──────── Input
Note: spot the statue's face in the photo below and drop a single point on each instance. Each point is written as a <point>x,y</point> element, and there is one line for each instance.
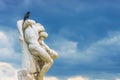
<point>43,34</point>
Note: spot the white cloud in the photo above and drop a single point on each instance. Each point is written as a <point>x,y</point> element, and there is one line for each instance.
<point>7,51</point>
<point>78,78</point>
<point>3,38</point>
<point>7,72</point>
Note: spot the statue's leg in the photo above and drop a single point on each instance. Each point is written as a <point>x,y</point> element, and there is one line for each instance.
<point>38,51</point>
<point>24,75</point>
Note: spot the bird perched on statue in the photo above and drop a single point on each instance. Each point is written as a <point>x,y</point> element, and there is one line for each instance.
<point>26,16</point>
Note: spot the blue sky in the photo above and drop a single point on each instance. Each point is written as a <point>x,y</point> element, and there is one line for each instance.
<point>85,33</point>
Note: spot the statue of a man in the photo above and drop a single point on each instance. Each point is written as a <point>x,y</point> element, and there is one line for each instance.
<point>37,56</point>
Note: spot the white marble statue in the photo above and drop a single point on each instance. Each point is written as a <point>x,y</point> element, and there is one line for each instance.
<point>37,56</point>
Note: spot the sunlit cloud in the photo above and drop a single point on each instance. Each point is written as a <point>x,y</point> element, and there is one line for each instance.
<point>78,78</point>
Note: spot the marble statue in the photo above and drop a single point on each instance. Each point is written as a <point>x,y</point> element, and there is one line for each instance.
<point>37,56</point>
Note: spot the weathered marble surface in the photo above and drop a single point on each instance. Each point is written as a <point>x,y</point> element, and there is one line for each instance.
<point>37,56</point>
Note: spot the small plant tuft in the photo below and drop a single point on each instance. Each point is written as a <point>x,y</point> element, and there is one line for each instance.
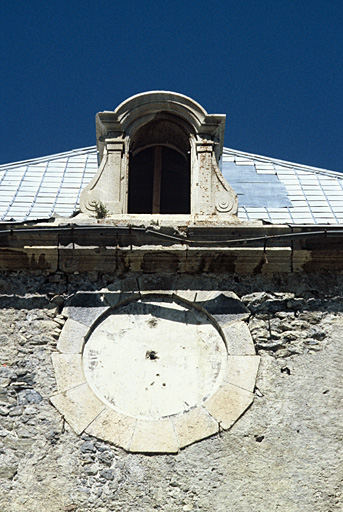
<point>100,210</point>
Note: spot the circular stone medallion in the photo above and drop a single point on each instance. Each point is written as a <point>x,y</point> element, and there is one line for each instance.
<point>154,358</point>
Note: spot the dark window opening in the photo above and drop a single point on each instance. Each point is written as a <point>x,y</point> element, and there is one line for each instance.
<point>159,181</point>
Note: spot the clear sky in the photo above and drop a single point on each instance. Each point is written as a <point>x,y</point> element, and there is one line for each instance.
<point>274,67</point>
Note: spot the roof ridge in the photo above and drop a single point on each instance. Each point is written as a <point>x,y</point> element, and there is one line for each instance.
<point>285,163</point>
<point>46,158</point>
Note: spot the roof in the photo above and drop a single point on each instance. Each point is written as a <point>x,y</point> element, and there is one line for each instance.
<point>272,190</point>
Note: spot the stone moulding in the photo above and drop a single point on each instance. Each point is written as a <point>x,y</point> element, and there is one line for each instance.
<point>154,371</point>
<point>117,130</point>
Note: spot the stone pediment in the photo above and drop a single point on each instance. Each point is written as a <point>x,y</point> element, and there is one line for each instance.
<point>159,154</point>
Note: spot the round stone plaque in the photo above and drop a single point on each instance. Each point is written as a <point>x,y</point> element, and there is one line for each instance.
<point>154,372</point>
<point>153,359</point>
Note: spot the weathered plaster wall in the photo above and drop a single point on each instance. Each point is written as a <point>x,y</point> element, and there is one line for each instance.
<point>285,453</point>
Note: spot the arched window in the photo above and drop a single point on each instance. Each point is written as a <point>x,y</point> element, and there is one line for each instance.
<point>159,169</point>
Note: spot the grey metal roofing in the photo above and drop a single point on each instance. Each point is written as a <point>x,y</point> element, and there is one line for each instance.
<point>269,189</point>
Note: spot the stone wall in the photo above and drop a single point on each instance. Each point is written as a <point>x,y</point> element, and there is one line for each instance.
<point>285,453</point>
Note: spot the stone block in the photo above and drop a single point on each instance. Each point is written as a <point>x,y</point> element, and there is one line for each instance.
<point>242,371</point>
<point>68,370</point>
<point>154,436</point>
<point>194,425</point>
<point>228,403</point>
<point>72,337</point>
<point>114,427</point>
<point>225,307</point>
<point>84,315</point>
<point>238,339</point>
<point>79,406</point>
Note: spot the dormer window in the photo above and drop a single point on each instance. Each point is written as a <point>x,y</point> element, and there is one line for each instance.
<point>159,169</point>
<point>159,154</point>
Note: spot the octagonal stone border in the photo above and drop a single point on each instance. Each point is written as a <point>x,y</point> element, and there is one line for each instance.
<point>85,412</point>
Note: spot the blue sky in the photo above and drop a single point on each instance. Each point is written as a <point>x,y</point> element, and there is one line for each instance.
<point>275,68</point>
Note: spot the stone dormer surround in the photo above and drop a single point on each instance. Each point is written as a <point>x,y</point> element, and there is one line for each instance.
<point>119,132</point>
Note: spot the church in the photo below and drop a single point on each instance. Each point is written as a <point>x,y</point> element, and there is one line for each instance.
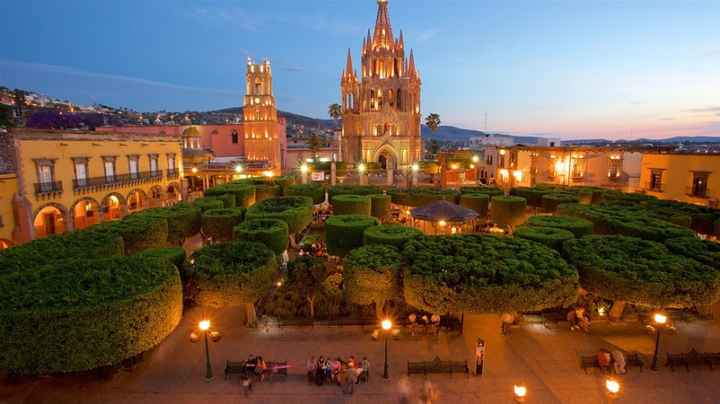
<point>381,103</point>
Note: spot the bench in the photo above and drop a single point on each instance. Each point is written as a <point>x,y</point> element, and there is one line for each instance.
<point>438,366</point>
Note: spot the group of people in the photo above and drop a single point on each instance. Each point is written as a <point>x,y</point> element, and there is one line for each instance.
<point>344,373</point>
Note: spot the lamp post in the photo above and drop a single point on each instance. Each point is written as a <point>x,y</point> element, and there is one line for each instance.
<point>204,328</point>
<point>386,326</point>
<point>660,321</point>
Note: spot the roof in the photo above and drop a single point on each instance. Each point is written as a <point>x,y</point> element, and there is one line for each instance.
<point>443,210</point>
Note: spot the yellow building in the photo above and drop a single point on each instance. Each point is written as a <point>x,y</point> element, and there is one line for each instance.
<point>71,180</point>
<point>692,178</point>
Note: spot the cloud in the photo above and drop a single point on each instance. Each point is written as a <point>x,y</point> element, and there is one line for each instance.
<point>71,71</point>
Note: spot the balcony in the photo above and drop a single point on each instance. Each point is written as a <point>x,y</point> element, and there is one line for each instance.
<point>48,189</point>
<point>115,181</point>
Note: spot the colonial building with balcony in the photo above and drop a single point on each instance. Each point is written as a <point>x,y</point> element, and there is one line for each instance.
<point>63,181</point>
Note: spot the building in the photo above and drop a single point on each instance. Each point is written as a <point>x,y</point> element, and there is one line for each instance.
<point>63,181</point>
<point>692,178</point>
<point>381,106</point>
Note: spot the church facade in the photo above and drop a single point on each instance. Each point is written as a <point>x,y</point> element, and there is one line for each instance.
<point>381,103</point>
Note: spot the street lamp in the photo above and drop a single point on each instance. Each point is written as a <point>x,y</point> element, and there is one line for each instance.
────────────────
- [Instructions to follow]: Each line above is to be repeated exactly as written; no picture is carried over.

- [Written solution]:
Note: spot the statue's face in the photo below and drop a single point on each instance. Each point is written as a <point>x,y</point> element, and there is one line for each instance.
<point>43,34</point>
Note: spot the white cloud in the photo above and drop a single point on each instance. Each point is written as a <point>x,y</point> element, and there is one line for each instance.
<point>7,51</point>
<point>78,78</point>
<point>3,38</point>
<point>7,72</point>
Note: spot the statue's leg in the photo above and drop a single point on each instance. Each point is written as a <point>x,y</point> element, and there is one line for each instance.
<point>38,51</point>
<point>24,75</point>
Note: spot the bird perched on statue in the photo above and drop a single point on each instance. Each point is written as a <point>x,y</point> element, and there is one line for each instance.
<point>26,16</point>
Note: spot the blue sky in the photo above and drop a single point on each instance. Each point is written as a <point>x,y</point> element, and there is one line for each instance.
<point>85,33</point>
Note: spot the statue of a man in the photo above and drop a single point on each instance. Each point is written as a <point>x,y</point> element, and there is one line for each instance.
<point>37,56</point>
Note: spot the white marble statue in the photo above and drop a single point on each instance. Each point is written as a <point>x,y</point> element, and there is one line for each instance.
<point>37,56</point>
Note: spot the sunlit cloud in the photo above and drop a single point on each instance. Each point is written as a <point>x,y</point> element, and there is one line for each instance.
<point>78,78</point>
Note: spot the marble statue in the photo above and drop a single point on each instance. Each point is written as a <point>x,y</point> element, and there is one line for each instance.
<point>37,56</point>
Note: spot the weathered marble surface in the photo above and drop a single point on each instance. Each point is written as a <point>x,y</point> element, and there is one line for each instance.
<point>37,56</point>
Note: spot the small plant tuft in the photo below and drop a single point on each instance. Each point is written as a <point>x,y</point> element, and there is one line for each instance.
<point>100,210</point>
Note: spot the circular stone medallion in the photo above and drop a single point on each instance. Each point is written as a <point>x,y</point> element, and there is one line for each instance.
<point>154,358</point>
Note: spot the dark window opening in the photo above and drop a single point on each instance. Each point is written as a <point>x,y</point> element, and there is one line for each instance.
<point>159,181</point>
Note: spot the clear sky in the photo above and drop a single point on each instance. Each point is written as a <point>x,y</point> element, and there is one line for each instance.
<point>274,67</point>
Note: spot the roof ridge in the photo above and drop a single point on each instance. Each point is written as a <point>x,y</point> element, and there is one line for each instance.
<point>285,163</point>
<point>46,158</point>
Note: spot the roof in the photo above and drop a single point on each instance. Each point is written as a <point>x,y</point> element, and there is one line for each instance.
<point>272,190</point>
Note: spot the stone moulding in the photo above and drop a single point on each instance. Each point is written as a <point>x,y</point> element, and there is one line for each instance.
<point>154,371</point>
<point>117,130</point>
Note: spot the stone pediment in the photo above and drop a single point on each instance. Each point is written as a <point>x,y</point> element, and there is one line for each instance.
<point>159,154</point>
Note: spot the round stone plaque in the photo above and drop a single point on each instance. Each point is written as a <point>x,y</point> element, and there is one line for each instance.
<point>154,372</point>
<point>153,359</point>
Note: spot the weathered plaster wall in the photo above and drop a single point on each instance. Each point is written as a <point>x,y</point> element, and there is one line for each instance.
<point>285,453</point>
Note: spot the arched window in the photo above and drop a single point on each instance. Each point is written as a <point>x,y</point> element, and there is one line for each instance.
<point>159,169</point>
Note: spot the grey metal roofing in the photo above and drop a single point on each instance. Each point is written as a <point>x,y</point> element, and there is one line for each instance.
<point>269,189</point>
Note: spot the stone wall in the photo above and drop a single point on each instance. Each point is written as a <point>x,y</point> element, and there is one line for each instance.
<point>285,453</point>
Note: spot the stone block in the photo above and drop a single point on each instance. Each point is written as a <point>x,y</point> element, and there is one line for each instance.
<point>242,371</point>
<point>68,370</point>
<point>154,436</point>
<point>194,425</point>
<point>228,403</point>
<point>72,337</point>
<point>114,427</point>
<point>225,307</point>
<point>84,315</point>
<point>238,339</point>
<point>79,406</point>
Note: spot the dormer window in the photo above and drop a single point on each instance. Each point is written as a <point>x,y</point> element, and there is one line for each instance.
<point>159,169</point>
<point>159,154</point>
Note: spot the octagonal stone border in the photo above and drop a single point on each instance. Each point is written as a <point>x,y</point> element, and there is one line for each instance.
<point>85,412</point>
Note: spot the blue sky in the photo above and drop a single point on each instance. Each point is written as a <point>x,y</point> element, and there is one line for each instance.
<point>275,68</point>
Note: spot the stone dormer surround in the photo above and drop a single point on each instance. Each point is written as a <point>x,y</point> element, and there is one line for each instance.
<point>119,132</point>
Note: spot the church in the photo below and drop a single point on each instance. Each point is written as a <point>x,y</point> element, and there is one line for each instance.
<point>381,103</point>
Note: spot the bench in the photo above and drop a single point on each instance. Each point is written as a <point>x,y</point> element, and there is one line for each instance.
<point>438,366</point>
Note: spot the group of people in the photo above and drop a single point on each instance. Each point is written as a <point>x,y</point> element, and there is one line for each instance.
<point>344,373</point>
Note: spot the lamp post in the photo above and drop a single point on each instance. Each point is written as a <point>x,y</point> element, and there is one line for each instance.
<point>204,328</point>
<point>386,326</point>
<point>660,321</point>
Note: spot the roof in the photo above and drop a single point on each instance. Each point is written as a <point>x,y</point> element, and there is one line for each instance.
<point>443,210</point>
Note: spot the yellow building in the photo above and drop a single point on each instance. Each point is written as a <point>x,y</point> element, and there is one line for each instance.
<point>71,180</point>
<point>692,178</point>
Note: spot the cloud in the photo above and drop a single point on each instance. Each point is written as a <point>x,y</point> element, and there is one line for each instance.
<point>71,71</point>
Note: spot the balcony in the photo above and drop a single point on each instance. Each point is written as a <point>x,y</point> element, and there is one line for each instance.
<point>48,189</point>
<point>115,181</point>
Note: spot the colonial building with balcony in the photo above and drop a single point on each instance. Each point is written as a <point>x,y</point> element, and there is one line for each instance.
<point>63,181</point>
Note: spot the building in the photo above and drop a single point on each instance. Each point is written as a <point>x,y</point> element, and there is one line for each instance.
<point>63,181</point>
<point>692,178</point>
<point>381,106</point>
Note: spot the church facade in the photo above and drop a single point on each instance. Each point is written as a <point>x,y</point> element, and there is one line for each instance.
<point>381,103</point>
Note: spot the street lamp in the photo above and drop a single point on each instance. Each point is written as a <point>x,y</point> element, and there is one line for each instance.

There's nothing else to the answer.